● Stated problem: Only the pictures are to be left out; set down the rest of the records exactly.

● Records provided:

____________

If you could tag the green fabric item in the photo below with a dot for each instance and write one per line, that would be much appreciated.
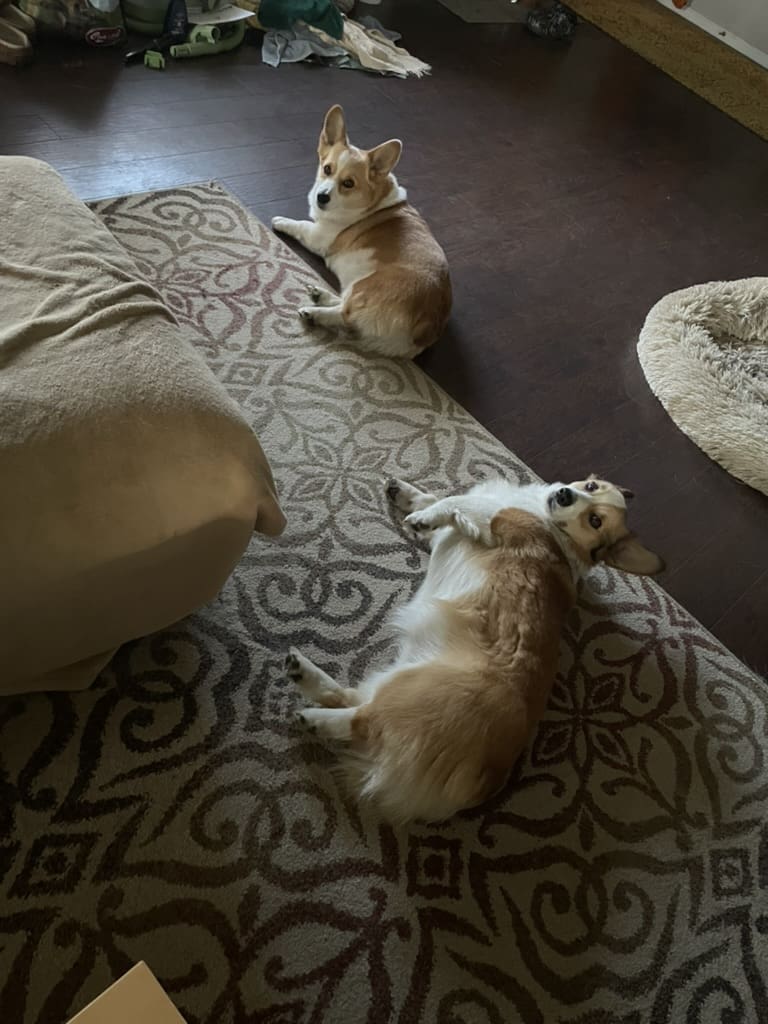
(284, 13)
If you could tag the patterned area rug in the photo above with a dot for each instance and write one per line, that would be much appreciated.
(174, 812)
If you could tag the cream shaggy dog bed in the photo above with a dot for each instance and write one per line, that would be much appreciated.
(705, 354)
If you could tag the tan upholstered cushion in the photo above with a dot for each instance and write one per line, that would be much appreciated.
(129, 482)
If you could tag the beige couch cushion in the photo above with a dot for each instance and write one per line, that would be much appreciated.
(129, 482)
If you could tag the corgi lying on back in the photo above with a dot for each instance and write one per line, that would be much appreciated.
(395, 288)
(440, 729)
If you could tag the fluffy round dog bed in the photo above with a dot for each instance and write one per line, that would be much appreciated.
(705, 353)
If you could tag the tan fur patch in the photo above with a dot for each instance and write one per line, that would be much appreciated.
(460, 723)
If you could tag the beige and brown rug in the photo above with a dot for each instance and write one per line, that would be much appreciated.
(174, 813)
(722, 76)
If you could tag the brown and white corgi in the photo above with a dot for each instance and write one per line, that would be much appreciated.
(439, 729)
(395, 288)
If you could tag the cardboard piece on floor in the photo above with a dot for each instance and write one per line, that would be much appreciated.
(136, 996)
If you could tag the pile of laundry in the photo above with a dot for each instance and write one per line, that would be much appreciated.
(16, 35)
(321, 30)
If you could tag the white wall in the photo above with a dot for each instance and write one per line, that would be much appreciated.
(740, 24)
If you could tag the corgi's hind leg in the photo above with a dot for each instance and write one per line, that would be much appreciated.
(407, 498)
(329, 723)
(322, 296)
(316, 685)
(328, 316)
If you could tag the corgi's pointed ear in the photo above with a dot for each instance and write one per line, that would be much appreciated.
(334, 128)
(384, 158)
(630, 556)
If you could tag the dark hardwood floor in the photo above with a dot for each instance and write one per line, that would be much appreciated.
(571, 187)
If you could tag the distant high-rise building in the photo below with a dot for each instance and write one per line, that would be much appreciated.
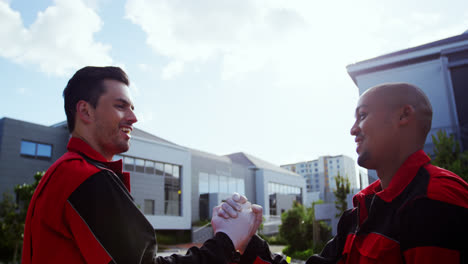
(320, 176)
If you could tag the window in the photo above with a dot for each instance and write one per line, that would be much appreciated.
(129, 164)
(159, 168)
(232, 186)
(223, 184)
(168, 170)
(139, 165)
(214, 183)
(172, 190)
(149, 166)
(240, 186)
(35, 150)
(149, 207)
(203, 183)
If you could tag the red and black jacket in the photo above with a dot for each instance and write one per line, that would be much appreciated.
(82, 212)
(421, 217)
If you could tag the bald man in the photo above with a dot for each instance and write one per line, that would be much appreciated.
(415, 212)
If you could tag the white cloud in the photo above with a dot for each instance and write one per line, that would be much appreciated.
(59, 41)
(172, 69)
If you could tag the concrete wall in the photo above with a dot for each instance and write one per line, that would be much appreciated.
(263, 177)
(16, 169)
(432, 77)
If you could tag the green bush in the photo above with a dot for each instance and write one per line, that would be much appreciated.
(273, 240)
(173, 237)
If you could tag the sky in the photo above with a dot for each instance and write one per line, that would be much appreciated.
(264, 77)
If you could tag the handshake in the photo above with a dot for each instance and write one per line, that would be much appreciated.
(238, 219)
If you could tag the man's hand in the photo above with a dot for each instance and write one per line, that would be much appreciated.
(238, 219)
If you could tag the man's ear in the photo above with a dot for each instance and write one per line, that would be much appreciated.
(84, 112)
(406, 114)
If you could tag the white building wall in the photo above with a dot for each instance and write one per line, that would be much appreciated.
(263, 177)
(158, 151)
(433, 78)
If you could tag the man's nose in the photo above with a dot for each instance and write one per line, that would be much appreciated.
(354, 129)
(131, 117)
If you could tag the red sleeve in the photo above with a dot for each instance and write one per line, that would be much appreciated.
(89, 246)
(431, 255)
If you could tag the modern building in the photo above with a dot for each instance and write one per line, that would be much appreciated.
(173, 185)
(439, 68)
(320, 176)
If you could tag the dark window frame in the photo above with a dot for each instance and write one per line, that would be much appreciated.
(36, 146)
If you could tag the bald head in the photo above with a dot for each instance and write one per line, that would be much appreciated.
(397, 95)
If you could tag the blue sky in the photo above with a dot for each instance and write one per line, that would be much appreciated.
(265, 77)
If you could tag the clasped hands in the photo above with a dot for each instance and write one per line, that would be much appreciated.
(237, 218)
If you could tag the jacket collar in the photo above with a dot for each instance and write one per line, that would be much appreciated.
(400, 180)
(404, 175)
(79, 146)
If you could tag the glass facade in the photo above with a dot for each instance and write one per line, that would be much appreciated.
(279, 188)
(213, 183)
(171, 173)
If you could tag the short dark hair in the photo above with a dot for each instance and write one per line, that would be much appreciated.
(86, 84)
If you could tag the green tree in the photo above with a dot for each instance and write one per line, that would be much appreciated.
(12, 217)
(447, 154)
(343, 188)
(299, 228)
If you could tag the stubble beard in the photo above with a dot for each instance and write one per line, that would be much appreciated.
(363, 158)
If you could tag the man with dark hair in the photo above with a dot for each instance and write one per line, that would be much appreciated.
(415, 212)
(82, 210)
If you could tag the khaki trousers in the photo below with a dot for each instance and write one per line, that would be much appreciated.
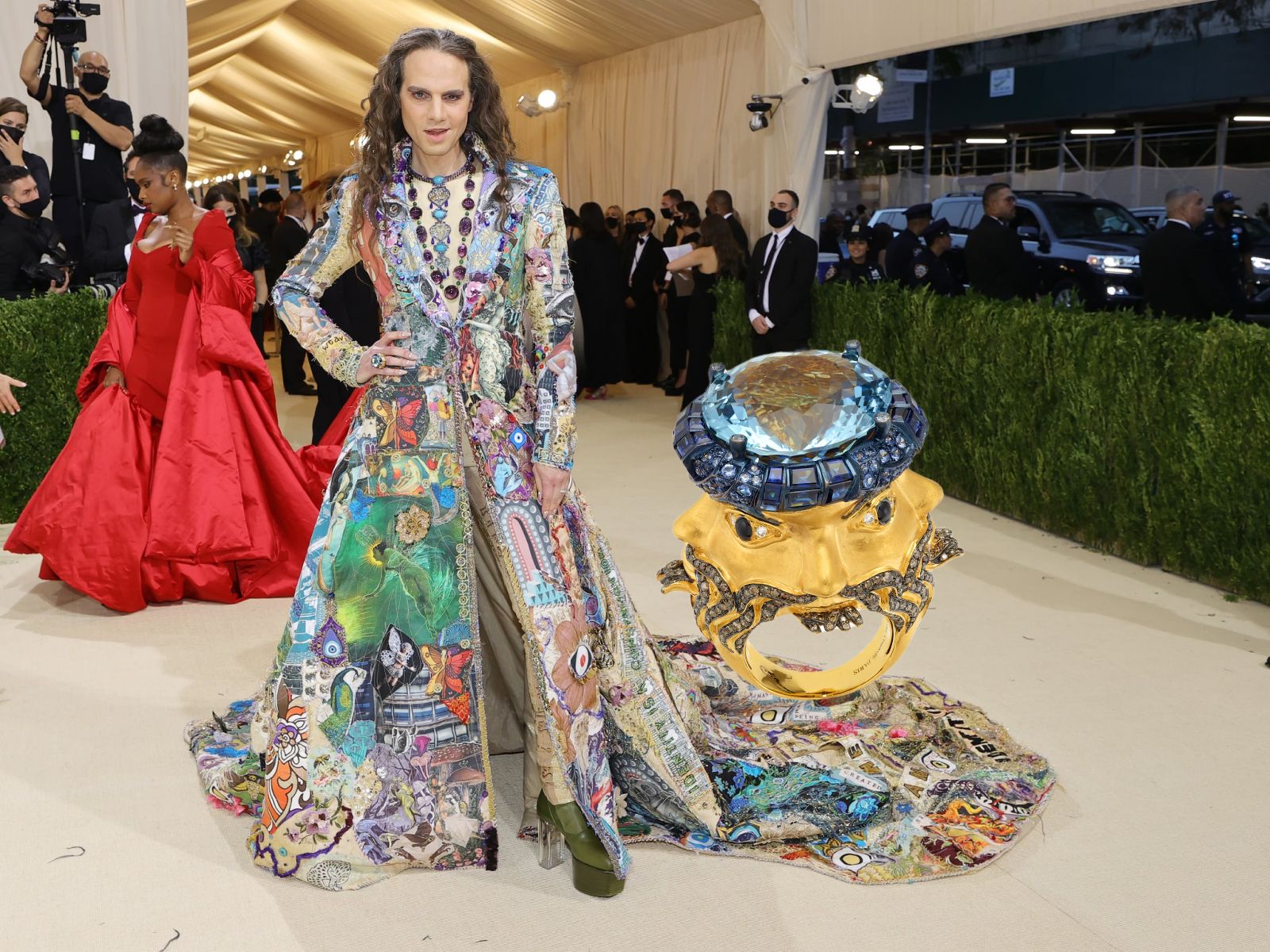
(514, 717)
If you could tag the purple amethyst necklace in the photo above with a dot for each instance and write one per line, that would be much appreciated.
(438, 232)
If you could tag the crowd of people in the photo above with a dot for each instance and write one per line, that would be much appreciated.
(645, 300)
(1197, 264)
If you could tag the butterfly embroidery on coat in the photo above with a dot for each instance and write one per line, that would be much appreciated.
(400, 416)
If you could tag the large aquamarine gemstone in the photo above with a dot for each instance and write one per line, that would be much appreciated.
(797, 404)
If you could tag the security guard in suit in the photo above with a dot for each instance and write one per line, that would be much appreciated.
(929, 268)
(857, 270)
(1231, 245)
(902, 248)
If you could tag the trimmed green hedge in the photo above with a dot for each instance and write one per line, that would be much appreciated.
(1146, 438)
(44, 342)
(1142, 437)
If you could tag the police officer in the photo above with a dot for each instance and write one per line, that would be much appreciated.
(929, 268)
(857, 270)
(902, 248)
(1231, 245)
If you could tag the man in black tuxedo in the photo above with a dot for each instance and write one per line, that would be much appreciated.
(108, 248)
(779, 281)
(264, 219)
(645, 267)
(996, 262)
(719, 202)
(289, 240)
(1178, 273)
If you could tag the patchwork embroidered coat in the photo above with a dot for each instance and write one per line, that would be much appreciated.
(365, 752)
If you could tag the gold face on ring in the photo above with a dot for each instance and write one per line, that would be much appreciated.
(829, 565)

____________

● Full response:
If you could tag the green fabric item in the photo below with a dot for each instance and write one per line, that would be much appreciated.
(284, 13)
If you could tag the patterned area rug in the photo above with a dot for each instance and write one per line, that would be much appreciated.
(174, 812)
If you could tag the cream shaggy dog bed in the photo above with a dot for each instance and write one per line, that would be much appreciated.
(705, 354)
If you could tag the tan upholstered cushion in the photo above with a dot for each instance and write one per line, that would be much appreciated.
(129, 482)
If you could tag the beige couch cushion in the photo above with a dot for each instance and write one per line, that would be much appreciated.
(129, 482)
If you could tag the corgi lying on back in the photo above with a dot for each instance and write one per line, that would be much appreciated.
(395, 288)
(440, 729)
If you could tag the fluffy round dog bed in the photo above with a dot for each instance and write one per line, that would be much appreciated.
(705, 353)
If you could tag the tan fur patch in the photo above with a dot for each instance and write one per line, that would be much appreciated.
(460, 723)
If you could tag the beige and brown rug in the photo above with a dot for each instance and write one per line, that would be much appreciated.
(174, 813)
(722, 76)
If you could tag the brown and white corgi in the photo above with a dot for each instance and write one per line, that would be much appreciated.
(439, 729)
(395, 288)
If you could tag the cardboard piece on floor in the photo above with a dot for each instance and write one per line, that would be much appreciated.
(136, 996)
If you could tag the pile of laundry in the photo above with a dot for each instance and write one per line, that would be much appreciated.
(16, 35)
(321, 30)
If you could tag the white wall in the photo above with a dot for each instance and write one per line, that would be much appreciated.
(740, 24)
If you could tag the corgi's hind leg in the photo above with a dot for each instance and write one per line, that would be much appreciated.
(407, 498)
(329, 723)
(322, 296)
(316, 685)
(328, 316)
If you could tag the corgi's pointed ear in the photo above with a dot for each instance and write one per line, that would be much appreciated.
(334, 128)
(384, 158)
(630, 556)
If you could tag the dark hardwood floor in the photo above with a dot for each instance and write one per line, that would be much appreciated.
(571, 187)
If you could tag the distant high-rise building in the photo below with a dot for each instance and write one per line, that would be much appreciated.
(320, 176)
If you could tag the window in the photo above with a dot for each instance and write one per line, that would be much appreciated.
(129, 164)
(159, 168)
(232, 186)
(223, 184)
(168, 170)
(139, 165)
(214, 183)
(172, 190)
(149, 166)
(240, 186)
(35, 150)
(149, 207)
(203, 183)
If you could tag the red and black jacket in the photo above with a dot for each instance and write one per line, that would be much appreciated.
(82, 212)
(421, 217)
If you could tag the bald man in the photo above with a dot for each instance and write one per line, that would be much appreciated.
(415, 212)
If you could tag the white cloud in the photo above with a dot for each instance and write one per line, that would be much appreciated.
(59, 41)
(172, 69)
If you could tag the concrete wall in the photo above with a dot for each instance and write one per line, that would be much appreciated.
(263, 177)
(16, 169)
(432, 77)
If you could tag the green bush in the photo above with a dot for each instance and write one per line, that would be much appreciated.
(273, 240)
(173, 237)
If you could tag the sky in the photo above with a dot for each instance and write one per line, that would be much appreciated.
(264, 77)
If you could tag the handshake in the photo above with a dot for each instance and write one per line, that would be much appreciated.
(238, 219)
If you could tag the man's hand in the photo above with a dot for each instance and write one per line, that would be much appreciated.
(238, 219)
If you could tag the man's ear in the photo above with a dot for each instance and write one per line, that would be much appreciated.
(84, 112)
(406, 114)
If you could tag the white building wall in the photo above with a dot for each instance and write one per line, that would be much appreciated.
(263, 177)
(158, 151)
(433, 78)
If you could tag the man's nose in the photo above with a dot for each instance and write one per line, that would be much appreciated.
(354, 129)
(131, 117)
If you could tag the red sleeve in the photo above with a dot for each instance and write one per line, that would be much appreciated.
(89, 246)
(431, 255)
If you could tag the modern building in the photo above with a dot for each instance and write one per line, that would be much appreciated.
(173, 185)
(439, 68)
(320, 176)
If you could tag the dark window frame in the photo above with a dot for each instance and write one per line, that would be much appreciated.
(36, 146)
If you could tag the bald head in the photo above with a dot for each instance and write one per line, that would be much appreciated.
(397, 95)
If you could tag the blue sky in the photo above with a dot for each instance and write one per line, that would be much appreciated.
(265, 77)
If you could tag the clasped hands in the photo above with a dot for each instance and write one per line, that would be much appreciated.
(237, 218)
If you could tag the jacket collar in the photo above with a dot for each instance and write one per line, that would be much appreciated.
(400, 180)
(404, 175)
(79, 146)
If you could tag the glass facade in the photo above with a dot for each instance and write one per line, that would be much appreciated.
(279, 188)
(213, 183)
(171, 173)
If you could tag the short dark hair in the photo above with a dot for each instance and write one per line, that would be much appreciated.
(86, 84)
If you could tag the green tree in the photo above with a dot for each instance and write one per line, that would be much appreciated.
(12, 217)
(447, 154)
(343, 188)
(299, 228)
If you could tag the stubble beard in the photo above with a dot for each instance and write one per line, that would be much appreciated.
(363, 158)
If you could tag the man with dark hair in the photo above with a dot for each instance and write one per line, that would be much appreciated.
(415, 212)
(82, 210)
If you could tag the khaki trousers in the photo below with a dot for each instance and write one per line, that would be much appreciated.
(514, 717)
If you could tag the purple amethyst necklace in the photo above with a dot for each instance and write one per line, that would be much appreciated.
(438, 232)
If you could tag the crowd of people in the photo above with a dot for each instance and write one per line, that would be much appreciated.
(645, 300)
(1197, 264)
If you could tag the butterfly embroidery on coat in the photo above with a dot for each instance and write one per line, that would be much appreciated.
(400, 416)
If you could tag the large aquamarine gemstone in the photo above with a dot for each instance and write one per line, that would be much appreciated.
(797, 404)
If you could tag the security guard in suit in the photo above with a dot for each instance and write one per line, that would be much appreciated.
(929, 268)
(857, 270)
(1231, 245)
(902, 248)
If you could tag the trimmed green hedge in the photo above with a dot for each instance and write one per line, that would be much appreciated.
(1146, 438)
(44, 342)
(1142, 437)
If you could tag the police officer in the photo above with a dot for each instance and write one per line, that would be much appreciated.
(929, 268)
(857, 270)
(902, 248)
(1231, 245)
If you could tag the man in black tuxedo in the photo above with a dot for each instance and write one per line, that would be much appreciated.
(108, 248)
(779, 281)
(264, 219)
(645, 267)
(996, 262)
(719, 202)
(289, 240)
(1178, 273)
If you could tag the patchwork embroidered coat in the photo above with a dot for each instance and write one per line, that would be much appreciated.
(365, 752)
If you could tag the gold face on ring in the photo above with a dot for each instance and write one per line, that would be much appreciated.
(829, 565)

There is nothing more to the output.